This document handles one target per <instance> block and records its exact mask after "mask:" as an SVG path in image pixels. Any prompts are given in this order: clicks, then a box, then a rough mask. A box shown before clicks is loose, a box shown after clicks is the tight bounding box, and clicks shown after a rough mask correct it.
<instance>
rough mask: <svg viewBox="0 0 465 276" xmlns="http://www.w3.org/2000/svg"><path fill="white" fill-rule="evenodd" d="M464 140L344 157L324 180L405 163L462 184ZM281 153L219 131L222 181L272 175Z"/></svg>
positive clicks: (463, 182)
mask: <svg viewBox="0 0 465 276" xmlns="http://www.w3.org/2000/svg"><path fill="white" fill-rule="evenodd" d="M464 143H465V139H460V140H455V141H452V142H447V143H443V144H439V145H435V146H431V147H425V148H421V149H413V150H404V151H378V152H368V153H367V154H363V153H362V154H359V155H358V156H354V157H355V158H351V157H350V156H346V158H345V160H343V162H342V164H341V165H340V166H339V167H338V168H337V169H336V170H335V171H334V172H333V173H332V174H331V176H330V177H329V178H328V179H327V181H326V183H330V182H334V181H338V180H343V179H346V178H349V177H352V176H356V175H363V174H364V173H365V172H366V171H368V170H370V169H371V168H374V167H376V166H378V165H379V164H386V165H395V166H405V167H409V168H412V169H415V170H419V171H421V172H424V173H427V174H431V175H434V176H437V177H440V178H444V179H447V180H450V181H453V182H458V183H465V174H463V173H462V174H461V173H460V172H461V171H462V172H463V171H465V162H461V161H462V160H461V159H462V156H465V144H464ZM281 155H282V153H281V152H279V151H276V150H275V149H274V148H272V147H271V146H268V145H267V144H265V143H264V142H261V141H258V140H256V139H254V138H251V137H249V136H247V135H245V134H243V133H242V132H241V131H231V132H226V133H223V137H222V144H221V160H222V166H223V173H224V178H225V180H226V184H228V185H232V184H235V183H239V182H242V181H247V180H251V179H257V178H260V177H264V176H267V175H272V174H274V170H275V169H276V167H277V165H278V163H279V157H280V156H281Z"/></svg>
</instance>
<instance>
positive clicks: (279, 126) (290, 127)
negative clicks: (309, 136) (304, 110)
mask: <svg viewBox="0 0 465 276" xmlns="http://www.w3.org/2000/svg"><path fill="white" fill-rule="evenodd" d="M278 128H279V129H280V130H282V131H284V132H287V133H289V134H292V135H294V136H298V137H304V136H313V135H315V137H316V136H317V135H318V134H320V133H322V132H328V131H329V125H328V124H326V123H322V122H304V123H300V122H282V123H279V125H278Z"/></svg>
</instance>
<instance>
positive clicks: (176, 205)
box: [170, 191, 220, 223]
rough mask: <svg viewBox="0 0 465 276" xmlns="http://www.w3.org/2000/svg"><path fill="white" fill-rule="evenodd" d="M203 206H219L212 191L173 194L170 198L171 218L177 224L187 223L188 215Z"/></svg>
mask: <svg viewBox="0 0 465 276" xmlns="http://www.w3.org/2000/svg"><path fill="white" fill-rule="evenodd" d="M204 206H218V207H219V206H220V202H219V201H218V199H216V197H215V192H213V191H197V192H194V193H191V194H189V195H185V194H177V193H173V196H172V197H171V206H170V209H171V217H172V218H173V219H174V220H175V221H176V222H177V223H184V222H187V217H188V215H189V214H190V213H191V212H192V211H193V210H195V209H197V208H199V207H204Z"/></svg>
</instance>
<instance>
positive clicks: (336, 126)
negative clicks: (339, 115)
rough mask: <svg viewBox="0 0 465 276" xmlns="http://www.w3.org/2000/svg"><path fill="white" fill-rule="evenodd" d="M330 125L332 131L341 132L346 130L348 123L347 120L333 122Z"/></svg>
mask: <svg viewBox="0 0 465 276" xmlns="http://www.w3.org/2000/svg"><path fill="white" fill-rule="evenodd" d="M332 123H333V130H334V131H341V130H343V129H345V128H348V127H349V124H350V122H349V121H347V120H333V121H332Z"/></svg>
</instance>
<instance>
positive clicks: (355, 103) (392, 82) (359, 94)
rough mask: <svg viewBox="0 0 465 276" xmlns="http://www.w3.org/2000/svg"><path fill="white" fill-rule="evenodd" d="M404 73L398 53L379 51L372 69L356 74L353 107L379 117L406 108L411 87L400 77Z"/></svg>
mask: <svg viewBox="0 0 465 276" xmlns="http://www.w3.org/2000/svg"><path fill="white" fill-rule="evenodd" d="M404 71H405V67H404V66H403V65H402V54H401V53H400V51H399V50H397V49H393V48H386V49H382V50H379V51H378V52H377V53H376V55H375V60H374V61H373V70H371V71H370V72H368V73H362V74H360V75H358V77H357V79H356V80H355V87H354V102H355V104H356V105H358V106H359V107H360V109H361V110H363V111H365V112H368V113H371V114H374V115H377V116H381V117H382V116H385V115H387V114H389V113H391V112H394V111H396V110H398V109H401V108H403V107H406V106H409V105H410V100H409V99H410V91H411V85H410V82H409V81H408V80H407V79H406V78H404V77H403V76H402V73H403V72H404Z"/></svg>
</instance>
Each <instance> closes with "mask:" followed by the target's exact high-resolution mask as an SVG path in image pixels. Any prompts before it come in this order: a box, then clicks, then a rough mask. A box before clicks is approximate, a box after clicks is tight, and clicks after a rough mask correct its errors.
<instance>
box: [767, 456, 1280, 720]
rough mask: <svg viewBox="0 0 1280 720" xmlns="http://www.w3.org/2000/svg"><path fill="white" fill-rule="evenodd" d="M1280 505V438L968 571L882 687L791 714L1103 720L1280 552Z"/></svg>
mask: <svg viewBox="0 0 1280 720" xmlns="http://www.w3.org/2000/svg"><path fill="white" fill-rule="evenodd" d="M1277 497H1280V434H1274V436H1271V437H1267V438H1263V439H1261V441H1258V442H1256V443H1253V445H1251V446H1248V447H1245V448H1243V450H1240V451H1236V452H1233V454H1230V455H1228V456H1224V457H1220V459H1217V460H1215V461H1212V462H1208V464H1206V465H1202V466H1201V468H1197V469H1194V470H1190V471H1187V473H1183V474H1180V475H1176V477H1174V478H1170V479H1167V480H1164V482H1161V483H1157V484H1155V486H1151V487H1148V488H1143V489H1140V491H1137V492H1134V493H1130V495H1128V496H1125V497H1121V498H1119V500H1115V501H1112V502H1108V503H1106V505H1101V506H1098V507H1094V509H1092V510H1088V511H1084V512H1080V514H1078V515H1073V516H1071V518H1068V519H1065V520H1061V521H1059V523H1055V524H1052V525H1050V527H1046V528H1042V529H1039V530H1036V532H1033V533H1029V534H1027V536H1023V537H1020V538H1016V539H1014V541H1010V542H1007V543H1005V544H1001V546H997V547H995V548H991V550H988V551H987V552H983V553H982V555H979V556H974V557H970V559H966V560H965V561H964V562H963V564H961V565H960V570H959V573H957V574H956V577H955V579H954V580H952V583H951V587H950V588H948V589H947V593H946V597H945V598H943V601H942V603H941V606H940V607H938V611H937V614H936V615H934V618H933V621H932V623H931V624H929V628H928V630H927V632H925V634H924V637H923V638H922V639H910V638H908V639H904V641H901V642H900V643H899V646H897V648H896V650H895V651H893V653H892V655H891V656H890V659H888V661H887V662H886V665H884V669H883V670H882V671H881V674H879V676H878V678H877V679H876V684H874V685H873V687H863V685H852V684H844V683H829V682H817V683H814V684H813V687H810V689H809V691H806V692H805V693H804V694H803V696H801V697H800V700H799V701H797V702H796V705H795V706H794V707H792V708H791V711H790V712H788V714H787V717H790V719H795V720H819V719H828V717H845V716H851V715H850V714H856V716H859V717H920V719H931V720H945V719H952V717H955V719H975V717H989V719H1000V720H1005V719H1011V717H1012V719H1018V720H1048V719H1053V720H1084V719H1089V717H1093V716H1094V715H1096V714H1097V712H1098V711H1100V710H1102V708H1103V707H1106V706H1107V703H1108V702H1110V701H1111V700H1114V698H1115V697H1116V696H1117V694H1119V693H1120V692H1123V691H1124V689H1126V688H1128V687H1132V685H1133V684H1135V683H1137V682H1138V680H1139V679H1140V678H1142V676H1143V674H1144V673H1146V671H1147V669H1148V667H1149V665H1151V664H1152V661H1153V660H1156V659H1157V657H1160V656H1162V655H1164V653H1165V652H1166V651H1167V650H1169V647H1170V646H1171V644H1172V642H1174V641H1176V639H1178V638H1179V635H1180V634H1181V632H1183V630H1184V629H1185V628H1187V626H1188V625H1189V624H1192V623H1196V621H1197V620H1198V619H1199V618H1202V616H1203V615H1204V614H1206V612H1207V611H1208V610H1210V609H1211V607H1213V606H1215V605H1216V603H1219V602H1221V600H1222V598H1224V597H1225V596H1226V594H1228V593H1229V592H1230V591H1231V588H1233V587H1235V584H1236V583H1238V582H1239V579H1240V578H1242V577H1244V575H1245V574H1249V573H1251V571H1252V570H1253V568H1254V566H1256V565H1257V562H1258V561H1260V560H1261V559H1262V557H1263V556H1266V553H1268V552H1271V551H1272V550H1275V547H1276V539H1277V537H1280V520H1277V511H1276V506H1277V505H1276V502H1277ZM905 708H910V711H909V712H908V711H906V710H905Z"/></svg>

· · ·

__YOUR INSTRUCTIONS__:
The required output is the exact run of lines from the beginning of the listing above to the line that contains "140L344 157L324 180L405", inclusive of both.

__WRITTEN SOLUTION__:
This document handles one target per <instance> block and records its exact mask after "mask:" as an SVG path in image pixels. Any prompts are given in this order: clicks, then a box, then a rough mask. A box shown before clicks is loose, a box shown after clicks is the tight bounding box, and clicks shown after a rough mask correct it.
<instance>
rough mask: <svg viewBox="0 0 465 276" xmlns="http://www.w3.org/2000/svg"><path fill="white" fill-rule="evenodd" d="M464 140L344 157L324 180L405 163L462 184ZM281 153L219 131L222 181L272 175Z"/></svg>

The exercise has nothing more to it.